Assignment: Copy out all of the lines below word for word, leaving the pictures out.
[Records shown — start]
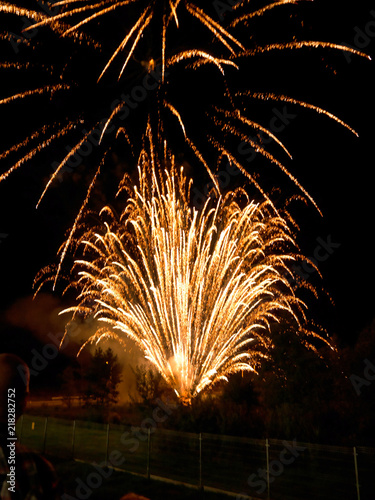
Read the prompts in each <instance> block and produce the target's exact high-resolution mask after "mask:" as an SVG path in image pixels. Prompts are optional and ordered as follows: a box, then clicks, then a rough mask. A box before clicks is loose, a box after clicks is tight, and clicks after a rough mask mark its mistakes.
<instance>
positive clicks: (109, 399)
mask: <svg viewBox="0 0 375 500" xmlns="http://www.w3.org/2000/svg"><path fill="white" fill-rule="evenodd" d="M121 373H122V366H121V365H120V363H119V362H118V359H117V355H116V354H114V352H113V350H112V349H111V348H108V349H107V350H106V351H103V349H102V348H101V347H97V348H96V350H95V353H94V356H93V357H92V359H91V362H90V365H89V367H88V370H87V372H86V374H85V379H86V382H87V387H86V390H85V395H84V398H85V402H86V405H88V406H102V407H105V408H108V407H109V406H110V405H113V404H115V403H117V401H118V396H119V391H118V390H117V387H118V384H119V383H120V382H121V380H122V375H121Z"/></svg>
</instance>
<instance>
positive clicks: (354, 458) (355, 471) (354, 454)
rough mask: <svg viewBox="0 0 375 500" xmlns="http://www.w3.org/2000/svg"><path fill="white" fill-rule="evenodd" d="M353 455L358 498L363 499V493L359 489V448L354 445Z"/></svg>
mask: <svg viewBox="0 0 375 500" xmlns="http://www.w3.org/2000/svg"><path fill="white" fill-rule="evenodd" d="M353 455H354V470H355V483H356V486H357V499H358V500H361V494H360V491H359V477H358V464H357V450H356V447H355V446H354V447H353Z"/></svg>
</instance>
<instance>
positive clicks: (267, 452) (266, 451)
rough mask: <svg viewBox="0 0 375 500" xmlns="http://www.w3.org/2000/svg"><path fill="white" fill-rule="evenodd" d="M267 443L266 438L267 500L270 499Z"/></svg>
mask: <svg viewBox="0 0 375 500" xmlns="http://www.w3.org/2000/svg"><path fill="white" fill-rule="evenodd" d="M269 447H270V445H269V443H268V438H266V460H267V500H269V499H270V455H269Z"/></svg>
[Records shown — finish]
Result:
Read the prompts in each <instance> block and produce the target's exact high-resolution mask after "mask:" as an SVG path in image pixels. Prompts are optional and ordered as follows: a box, then clicks, then a rough mask. A box before clicks is loose, a box after clicks is tight, and clicks after a rough mask mark its mistakes.
<instance>
positive clicks: (109, 399)
mask: <svg viewBox="0 0 375 500" xmlns="http://www.w3.org/2000/svg"><path fill="white" fill-rule="evenodd" d="M121 373H122V366H121V365H120V363H119V362H118V359H117V355H116V354H114V352H113V350H112V349H111V348H108V349H107V350H106V351H103V349H102V348H101V347H97V348H96V350H95V353H94V356H93V357H92V359H91V362H90V365H89V367H88V370H87V372H86V374H85V379H86V382H87V387H86V390H85V395H84V398H85V402H86V405H88V406H102V407H105V408H108V407H109V406H110V405H113V404H115V403H117V401H118V396H119V391H118V390H117V387H118V384H119V383H120V382H121V380H122V375H121Z"/></svg>
</instance>
<instance>
positive clicks: (354, 458) (355, 471) (354, 454)
rough mask: <svg viewBox="0 0 375 500" xmlns="http://www.w3.org/2000/svg"><path fill="white" fill-rule="evenodd" d="M353 455L358 498L363 499V493L359 489V448L354 445Z"/></svg>
mask: <svg viewBox="0 0 375 500" xmlns="http://www.w3.org/2000/svg"><path fill="white" fill-rule="evenodd" d="M353 455H354V470H355V483H356V486H357V499H358V500H361V494H360V491H359V477H358V464H357V450H356V447H355V446H354V447H353Z"/></svg>
</instance>
<instance>
positive clicks: (267, 452) (266, 451)
rough mask: <svg viewBox="0 0 375 500" xmlns="http://www.w3.org/2000/svg"><path fill="white" fill-rule="evenodd" d="M267 443L266 438L267 500L270 499Z"/></svg>
mask: <svg viewBox="0 0 375 500" xmlns="http://www.w3.org/2000/svg"><path fill="white" fill-rule="evenodd" d="M269 447H270V445H269V443H268V438H266V460H267V500H269V499H270V455H269Z"/></svg>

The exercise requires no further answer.